**Given task:**
Write out every row below word for word, but leave the pictures out.

Start of Data lines

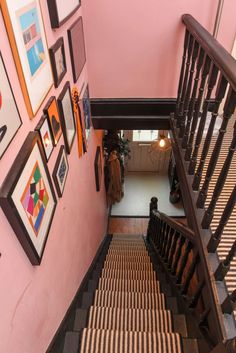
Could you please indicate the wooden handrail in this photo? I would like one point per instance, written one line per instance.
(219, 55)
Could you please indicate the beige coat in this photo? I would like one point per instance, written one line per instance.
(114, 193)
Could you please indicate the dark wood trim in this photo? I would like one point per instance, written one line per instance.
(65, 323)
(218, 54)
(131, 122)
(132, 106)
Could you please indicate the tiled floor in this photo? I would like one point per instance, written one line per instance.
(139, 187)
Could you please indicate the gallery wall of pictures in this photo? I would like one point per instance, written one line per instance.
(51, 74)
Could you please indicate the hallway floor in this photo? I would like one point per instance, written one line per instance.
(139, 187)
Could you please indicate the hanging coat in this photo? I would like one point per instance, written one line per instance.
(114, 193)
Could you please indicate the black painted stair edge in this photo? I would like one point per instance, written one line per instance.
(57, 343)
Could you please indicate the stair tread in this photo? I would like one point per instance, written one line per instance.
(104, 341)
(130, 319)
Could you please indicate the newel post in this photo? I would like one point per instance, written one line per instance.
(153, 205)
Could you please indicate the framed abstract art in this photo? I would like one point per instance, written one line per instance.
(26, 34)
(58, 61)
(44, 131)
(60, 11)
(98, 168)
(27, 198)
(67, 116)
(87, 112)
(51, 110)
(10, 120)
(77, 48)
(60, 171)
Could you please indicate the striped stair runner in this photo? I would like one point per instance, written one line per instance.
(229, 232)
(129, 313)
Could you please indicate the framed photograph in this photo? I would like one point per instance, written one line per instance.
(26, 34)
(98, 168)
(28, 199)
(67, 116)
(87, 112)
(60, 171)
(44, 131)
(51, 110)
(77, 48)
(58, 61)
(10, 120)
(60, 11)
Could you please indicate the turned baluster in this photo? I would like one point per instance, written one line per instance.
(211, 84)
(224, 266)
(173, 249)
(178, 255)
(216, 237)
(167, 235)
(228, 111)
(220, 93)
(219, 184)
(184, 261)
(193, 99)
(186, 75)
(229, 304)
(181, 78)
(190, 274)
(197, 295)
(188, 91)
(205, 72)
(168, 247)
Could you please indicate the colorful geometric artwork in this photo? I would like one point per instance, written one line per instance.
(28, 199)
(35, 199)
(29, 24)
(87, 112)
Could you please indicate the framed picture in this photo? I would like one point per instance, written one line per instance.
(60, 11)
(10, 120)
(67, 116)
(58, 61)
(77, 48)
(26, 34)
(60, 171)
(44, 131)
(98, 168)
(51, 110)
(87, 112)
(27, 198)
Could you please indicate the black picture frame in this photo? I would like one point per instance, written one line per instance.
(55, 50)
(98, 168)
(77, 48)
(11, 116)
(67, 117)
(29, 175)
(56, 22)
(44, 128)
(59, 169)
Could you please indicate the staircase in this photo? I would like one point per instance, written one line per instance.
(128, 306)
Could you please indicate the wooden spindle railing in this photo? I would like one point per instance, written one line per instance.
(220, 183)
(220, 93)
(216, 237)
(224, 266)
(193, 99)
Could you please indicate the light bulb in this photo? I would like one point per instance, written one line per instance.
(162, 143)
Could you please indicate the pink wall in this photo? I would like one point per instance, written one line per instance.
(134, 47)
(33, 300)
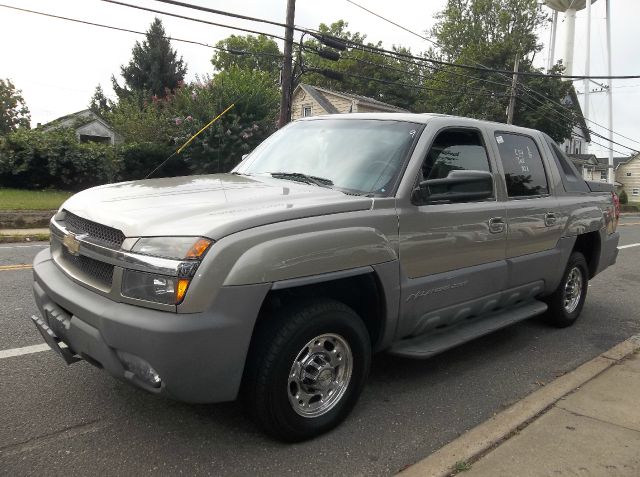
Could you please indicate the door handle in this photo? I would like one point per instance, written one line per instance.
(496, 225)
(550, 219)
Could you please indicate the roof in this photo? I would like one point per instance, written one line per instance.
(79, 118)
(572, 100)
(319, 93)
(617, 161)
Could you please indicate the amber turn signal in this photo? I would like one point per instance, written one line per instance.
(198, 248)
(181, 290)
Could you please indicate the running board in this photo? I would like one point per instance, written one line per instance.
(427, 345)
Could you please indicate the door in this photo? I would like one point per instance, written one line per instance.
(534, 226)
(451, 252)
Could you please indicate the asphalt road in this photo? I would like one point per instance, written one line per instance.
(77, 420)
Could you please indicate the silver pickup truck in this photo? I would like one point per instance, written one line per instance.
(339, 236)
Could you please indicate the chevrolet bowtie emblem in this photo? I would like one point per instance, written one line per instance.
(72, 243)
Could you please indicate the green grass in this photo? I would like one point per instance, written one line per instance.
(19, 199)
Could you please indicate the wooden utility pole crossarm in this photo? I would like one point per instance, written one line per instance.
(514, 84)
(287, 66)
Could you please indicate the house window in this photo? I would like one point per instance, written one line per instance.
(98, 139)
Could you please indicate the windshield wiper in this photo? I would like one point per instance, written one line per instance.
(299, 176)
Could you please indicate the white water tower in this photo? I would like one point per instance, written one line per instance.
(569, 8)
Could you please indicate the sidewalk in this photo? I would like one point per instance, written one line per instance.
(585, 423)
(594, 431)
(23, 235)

End of Data lines

**Output of the exercise:**
Could you please indicate the wooden handrail in this photo? I would like one point per instance, written one line per instance.
(219, 55)
Could you please indicate the beige coat in this photo? I would like one point per instance, written one line per instance.
(114, 193)
Could you please indicate the dark wood trim in this photo? I would like one point per instance, written one line per instance.
(65, 323)
(218, 54)
(131, 122)
(132, 106)
Could you please indicate the tiled floor in this photo? I would like one point per instance, written one line per instance.
(139, 187)
Could you please indicate the gallery wall of pictures in this photo? I would like one point per instance, written one line per instance.
(51, 74)
Could you please indicate the hallway floor in this photo? I would like one point per instance, written one line per instance.
(139, 187)
Could you please indicate the hanging coat in this photo? I would like one point per instance, written one line per instance.
(114, 193)
Could you please indicate the black painted stair edge in this photo? I would like one point per instance, written one line per instance.
(57, 343)
Could you please indicate the stair tread in this photo? I would like one point per instance, written one line per instance.
(104, 341)
(130, 319)
Could you please indicate the newel post in this photo? I would like one point per instance, written one line per instance.
(153, 205)
Could you please indicate the framed abstract art in this photo? I would like one point per instance, written one line per instance.
(26, 34)
(58, 61)
(44, 131)
(60, 11)
(98, 168)
(27, 198)
(67, 116)
(87, 112)
(51, 110)
(10, 120)
(77, 48)
(60, 171)
Could you please indicate the striped stair runner in this photo? I would like one point per instance, written one line per instance.
(229, 232)
(129, 313)
Could you please indicate the framed photograph in this photo? I would like one point per instance, written one line per instance.
(26, 34)
(98, 168)
(28, 199)
(67, 116)
(87, 112)
(60, 171)
(44, 131)
(51, 110)
(77, 48)
(58, 61)
(10, 120)
(60, 11)
Could you please indicate the turned baluster in this photo? I would like one point per instance, written one line per instance.
(211, 84)
(224, 266)
(173, 249)
(178, 255)
(216, 237)
(167, 235)
(228, 111)
(220, 93)
(219, 184)
(184, 261)
(193, 99)
(186, 75)
(229, 304)
(181, 78)
(190, 274)
(197, 295)
(188, 91)
(205, 72)
(168, 247)
Could you please indicate the colorful geometric artwork in this photo? I would like one point per instance, written one line per instance.
(28, 199)
(35, 199)
(29, 24)
(87, 112)
Could you please indicate the framed picture in this photo? I would like one point per instance, written one line per instance.
(60, 11)
(10, 120)
(67, 116)
(58, 61)
(77, 48)
(26, 34)
(60, 171)
(44, 131)
(98, 168)
(51, 110)
(87, 112)
(27, 198)
Could you please indicate the black picture frame in this photo? I would like one point per instance, written one line per instance.
(55, 50)
(98, 168)
(77, 48)
(11, 116)
(67, 117)
(29, 175)
(56, 22)
(44, 128)
(59, 169)
Could you please indicate the staircase in this photo? I would like one point per instance, written one line per instance.
(128, 306)
Could you please indicate the wooden spindle railing in this photo? I would like one point per instance, written one line per instance.
(220, 183)
(220, 93)
(216, 237)
(224, 266)
(193, 99)
Could you please indicate the light bulb in this photo? I would like one point per instance, written one line per instance.
(162, 143)
Could you please indicate the pink wall in this photo? I would like one point per instance, written one line per instance.
(134, 47)
(33, 300)
Could you please indicate the door handle in this photo? I would like one point per instance, written one line per instance.
(496, 225)
(550, 219)
Could you please indicate the roof in this photo? I would like one point per instance, written one line per instance.
(79, 118)
(572, 100)
(319, 93)
(617, 161)
Could you please indicate the amber turn signal in this photo? I would like one point per instance, written one line per instance.
(198, 248)
(181, 290)
Could you please indicate the running board in this photo? I would like one point per instance, written one line per instance.
(427, 345)
Could you please indicate the door in this photo? I would like one point per instance, written one line per instance.
(534, 226)
(451, 252)
Could you please indicate the asphalt road in this photo? I would like one point per instance, written one line per instance.
(77, 420)
Could you please indicate the silver pickup truck in this photo? I would like one point per instance, written one line per instance.
(339, 236)
Could you please indicate the chevrolet bowtie emblem in this photo? I would like one point per instance, written one line per instance.
(72, 243)
Could you please indicate the green grass in this photo? I would like one point per instance, written one line per instance.
(19, 199)
Could you please indicate the wooden utility pole crossarm in this photo? I would like one point per instance, written one line per instance.
(514, 84)
(287, 66)
Could you please indicate the house window in this photo? I would like one point per instance, written one line per instance.
(98, 139)
Could you please indicate the windshield wiper in this photo? I would like one point per instance, written one line per instance.
(299, 176)
Could you please indicate the white water tower in this photo? I would like one point per instance, written one line per instance.
(569, 8)
Could you please indicate the sidewalk in this photo? I would like one point per instance, written one line per instance.
(585, 423)
(594, 431)
(23, 235)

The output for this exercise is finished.